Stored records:

━━━━━━━━━━

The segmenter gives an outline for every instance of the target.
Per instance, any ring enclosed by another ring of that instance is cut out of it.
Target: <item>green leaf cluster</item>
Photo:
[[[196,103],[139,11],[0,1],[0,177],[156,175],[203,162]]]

━━━━━━━━━━

**WHAT IS EXPECTED**.
Make a list of all lines in the data that contain "instance".

**ANSWER AREA**.
The segmenter gives an outline for every instance of the target.
Per instance, any ring enclosed by another ring of that instance is cut out of it.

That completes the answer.